Default Permissions, Auto-review, and Full Access in Codex

Auto-review changes the reviewer. Full access changes the boundary.

Codex permission modes are easier to understand when you separate workspace boundaries from approval handling. This article compares Default permissions, Auto-review, and Full access, including the practical point that changing permissions may not affect a task already in progress.

Overview

Codex has several permission modes, including Default permissions, Auto-review, and Full access.

These modes are not just three levels of weak, medium, and strong. The main differences are how far Codex can operate, what happens when it needs to cross a boundary, and who reviews approval requests.

The easiest misunderstanding is Auto-review. Auto-review does not simply grant Codex more permission. It changes who reviews eligible approval requests.

Note: This article is based on Codex behavior and OpenAI documentation checked on May 16, 2026. Product screens, labels, and behavior may change over time.

Think of It as App-level Behavior

Codex permissions are easier to understand as Codex app-level behavior, not just a setting for one project.

A workspace or configuration file can still affect the details. But the mode selected in the app defines the general way Codex is allowed to work.

That matters across projects. If a broad mode is selected while working in one project, it can shape how Codex behaves when you move to another project too.

Default Permissions

Default permissions are the standard mode for local Codex work.

In this mode, Codex can read and edit files in the current workspace and run routine local commands. Normal coding work, article edits, tests, and diff checks can happen within this boundary.

When Codex needs network access, access outside the workspace, or a stronger permission, it asks for approval.

So default permissions are not a read-only mode. Codex can still work, but important boundary-crossing actions require approval.

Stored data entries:
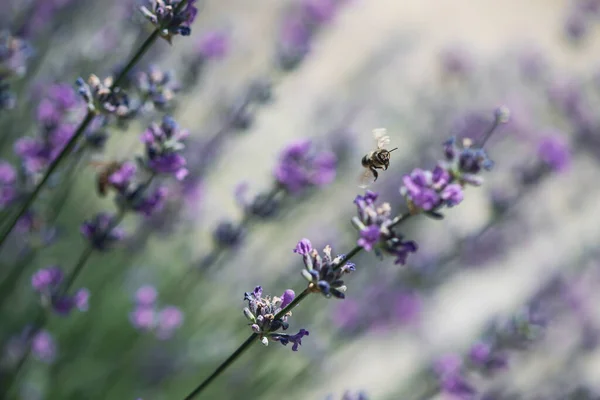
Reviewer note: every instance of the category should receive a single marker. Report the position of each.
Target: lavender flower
(135, 196)
(147, 317)
(348, 395)
(43, 347)
(37, 153)
(8, 179)
(157, 87)
(375, 227)
(301, 167)
(163, 146)
(171, 17)
(449, 372)
(300, 27)
(228, 234)
(213, 45)
(14, 54)
(483, 356)
(102, 98)
(169, 320)
(554, 151)
(96, 232)
(48, 283)
(261, 311)
(324, 274)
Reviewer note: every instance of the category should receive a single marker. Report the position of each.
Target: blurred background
(503, 291)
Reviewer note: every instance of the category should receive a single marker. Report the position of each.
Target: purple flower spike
(261, 311)
(122, 178)
(369, 237)
(153, 203)
(375, 226)
(164, 144)
(8, 179)
(47, 279)
(287, 297)
(554, 151)
(143, 318)
(213, 46)
(325, 273)
(95, 230)
(301, 167)
(43, 347)
(170, 319)
(303, 247)
(161, 13)
(146, 295)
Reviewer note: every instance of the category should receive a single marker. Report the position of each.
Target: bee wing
(380, 135)
(366, 179)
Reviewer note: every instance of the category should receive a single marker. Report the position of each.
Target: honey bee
(376, 159)
(106, 169)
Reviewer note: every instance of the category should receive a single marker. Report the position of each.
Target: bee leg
(375, 174)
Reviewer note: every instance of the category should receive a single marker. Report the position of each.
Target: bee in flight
(106, 169)
(376, 159)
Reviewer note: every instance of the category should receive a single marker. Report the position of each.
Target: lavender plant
(110, 310)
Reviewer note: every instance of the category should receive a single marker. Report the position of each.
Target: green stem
(75, 138)
(53, 166)
(234, 356)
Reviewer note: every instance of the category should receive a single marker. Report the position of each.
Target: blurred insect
(106, 169)
(376, 159)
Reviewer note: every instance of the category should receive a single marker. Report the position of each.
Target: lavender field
(177, 176)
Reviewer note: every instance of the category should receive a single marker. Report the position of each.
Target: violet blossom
(102, 98)
(148, 316)
(48, 282)
(375, 226)
(301, 166)
(171, 17)
(164, 144)
(554, 151)
(324, 274)
(262, 312)
(156, 87)
(8, 180)
(96, 232)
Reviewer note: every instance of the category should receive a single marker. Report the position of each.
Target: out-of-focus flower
(164, 144)
(375, 228)
(484, 357)
(102, 98)
(448, 370)
(96, 232)
(146, 295)
(554, 151)
(157, 87)
(300, 27)
(261, 311)
(8, 180)
(301, 166)
(14, 54)
(48, 283)
(152, 203)
(171, 16)
(213, 45)
(37, 153)
(147, 316)
(228, 234)
(324, 274)
(43, 347)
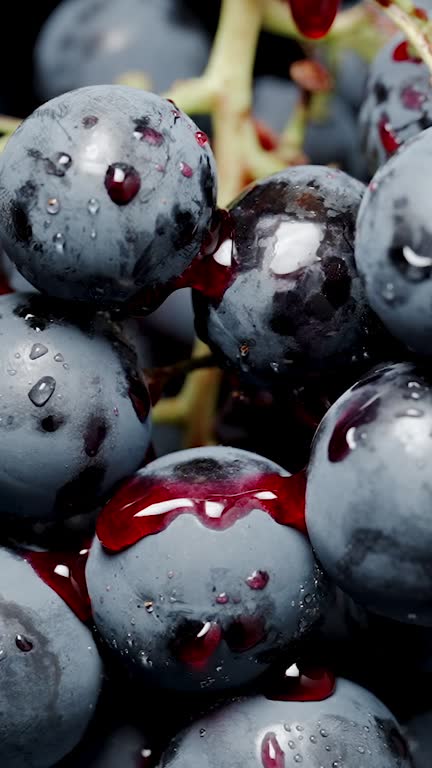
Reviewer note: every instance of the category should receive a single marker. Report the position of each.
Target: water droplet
(23, 644)
(414, 413)
(38, 350)
(62, 162)
(389, 293)
(93, 206)
(53, 205)
(42, 391)
(186, 170)
(59, 242)
(222, 599)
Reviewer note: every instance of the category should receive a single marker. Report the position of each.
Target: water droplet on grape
(23, 644)
(59, 242)
(53, 205)
(38, 350)
(42, 391)
(93, 206)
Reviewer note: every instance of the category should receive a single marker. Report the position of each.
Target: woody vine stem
(224, 92)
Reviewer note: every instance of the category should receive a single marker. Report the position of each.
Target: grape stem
(416, 29)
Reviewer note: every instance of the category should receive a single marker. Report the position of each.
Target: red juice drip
(388, 137)
(64, 572)
(205, 274)
(343, 440)
(313, 684)
(272, 755)
(122, 182)
(258, 580)
(412, 98)
(201, 138)
(402, 52)
(314, 18)
(146, 505)
(194, 645)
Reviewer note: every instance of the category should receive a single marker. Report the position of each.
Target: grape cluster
(242, 603)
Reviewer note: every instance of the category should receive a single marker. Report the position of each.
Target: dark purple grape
(89, 42)
(74, 413)
(105, 194)
(394, 244)
(200, 576)
(368, 493)
(50, 670)
(397, 104)
(349, 729)
(291, 304)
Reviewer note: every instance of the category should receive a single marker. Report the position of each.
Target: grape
(91, 42)
(397, 104)
(292, 304)
(368, 495)
(105, 194)
(393, 244)
(73, 411)
(351, 728)
(50, 670)
(201, 572)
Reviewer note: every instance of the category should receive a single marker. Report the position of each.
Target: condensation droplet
(53, 206)
(42, 391)
(93, 206)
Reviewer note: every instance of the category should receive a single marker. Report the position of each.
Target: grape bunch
(224, 560)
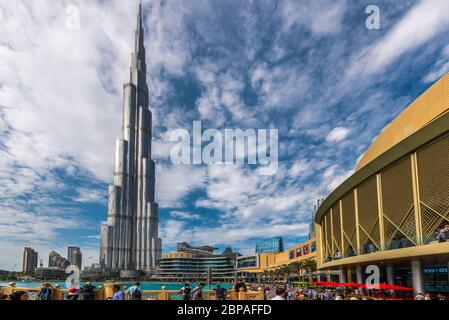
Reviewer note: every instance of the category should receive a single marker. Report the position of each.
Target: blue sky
(308, 68)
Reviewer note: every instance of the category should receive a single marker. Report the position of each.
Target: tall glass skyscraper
(129, 238)
(275, 244)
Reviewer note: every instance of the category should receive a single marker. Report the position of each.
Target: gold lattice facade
(398, 197)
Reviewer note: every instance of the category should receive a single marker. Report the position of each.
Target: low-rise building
(196, 264)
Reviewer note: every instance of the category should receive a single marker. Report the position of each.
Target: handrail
(105, 293)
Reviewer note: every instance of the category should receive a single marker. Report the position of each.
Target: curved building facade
(389, 211)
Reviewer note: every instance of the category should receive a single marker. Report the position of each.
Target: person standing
(419, 296)
(89, 291)
(134, 292)
(46, 291)
(186, 290)
(74, 293)
(197, 293)
(280, 294)
(240, 284)
(118, 292)
(220, 292)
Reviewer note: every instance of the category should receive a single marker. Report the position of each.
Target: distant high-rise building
(74, 256)
(56, 260)
(29, 260)
(129, 238)
(275, 244)
(312, 233)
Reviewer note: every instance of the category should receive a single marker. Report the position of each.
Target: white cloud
(337, 134)
(174, 182)
(322, 17)
(422, 23)
(184, 215)
(89, 195)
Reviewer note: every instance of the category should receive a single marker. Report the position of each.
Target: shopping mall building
(387, 213)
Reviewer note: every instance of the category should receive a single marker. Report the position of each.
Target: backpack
(136, 294)
(187, 290)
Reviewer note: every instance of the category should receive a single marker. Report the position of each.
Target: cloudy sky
(309, 68)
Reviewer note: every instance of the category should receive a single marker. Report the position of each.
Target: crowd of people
(285, 291)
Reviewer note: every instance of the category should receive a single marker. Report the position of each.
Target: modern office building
(388, 213)
(74, 256)
(129, 239)
(196, 264)
(260, 262)
(270, 245)
(30, 258)
(55, 260)
(51, 273)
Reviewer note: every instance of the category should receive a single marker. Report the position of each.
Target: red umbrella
(338, 284)
(384, 286)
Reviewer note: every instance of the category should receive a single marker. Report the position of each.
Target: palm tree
(297, 267)
(286, 272)
(265, 276)
(310, 265)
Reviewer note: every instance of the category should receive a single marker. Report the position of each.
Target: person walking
(134, 292)
(18, 295)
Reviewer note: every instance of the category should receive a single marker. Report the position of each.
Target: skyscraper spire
(129, 239)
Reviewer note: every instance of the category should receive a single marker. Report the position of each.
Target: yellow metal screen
(328, 235)
(368, 214)
(398, 207)
(433, 182)
(349, 227)
(336, 227)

> _TASKS FOR THIS EXERCISE_:
a: In the article on Codex permission modes, what does Codex do under Default permissions when it needs network access or access outside the workspace?
b: Translate this sentence from the article on Codex permission modes into Spanish: "Default permissions are the standard mode for local Codex work."
c: Continue the article on Codex permission modes from its last sentence.
None of these lines are needed for the work.

> _SOLVED TASKS_:
a: It asks for approval.

b: Los permisos predeterminados son el modo estándar para el trabajo local con Codex.

c:
Auto-review

Auto-review does not expand the permission boundary by itself.

It changes who reviews actions that require approval.

With default permissions, boundary-crossing actions are shown to the user. With Auto-review, eligible approval requests are reviewed by a separate reviewer agent.

This can make work stop less often, but it is not the same as Full access. The sandbox boundary still matters.

In short, Auto-review is a reviewer change, not a permission grant.

Full Access

Full access is a less restricted mode.

OpenAI's Codex documentation describes Full access as a configuration that runs without the usual sandbox restrictions and approval prompts.

Network use, broader file access, setup work, and operations across multiple areas can pass more freely.

The effect of a mistake can also become wider. Auto-review changes who reviews a request. Full access changes the boundary itself.

Permission Changes May Not Affect the Current Run

Changing permissions while Codex is already coding may not immediately affect the work currently in progress.

For example, if a task started under default permissions, switching the UI to Full access during that task may not change the permissions of the already-running execution environment.

This can make it look like the setting did not work. Codex may still ask for approval, or a command may still behave as if the previous mode is active.

Permission changes are easier to reason about when treated as settings for the next run, next request, or new session, rather than something guaranteed to rewrite a task already in progress.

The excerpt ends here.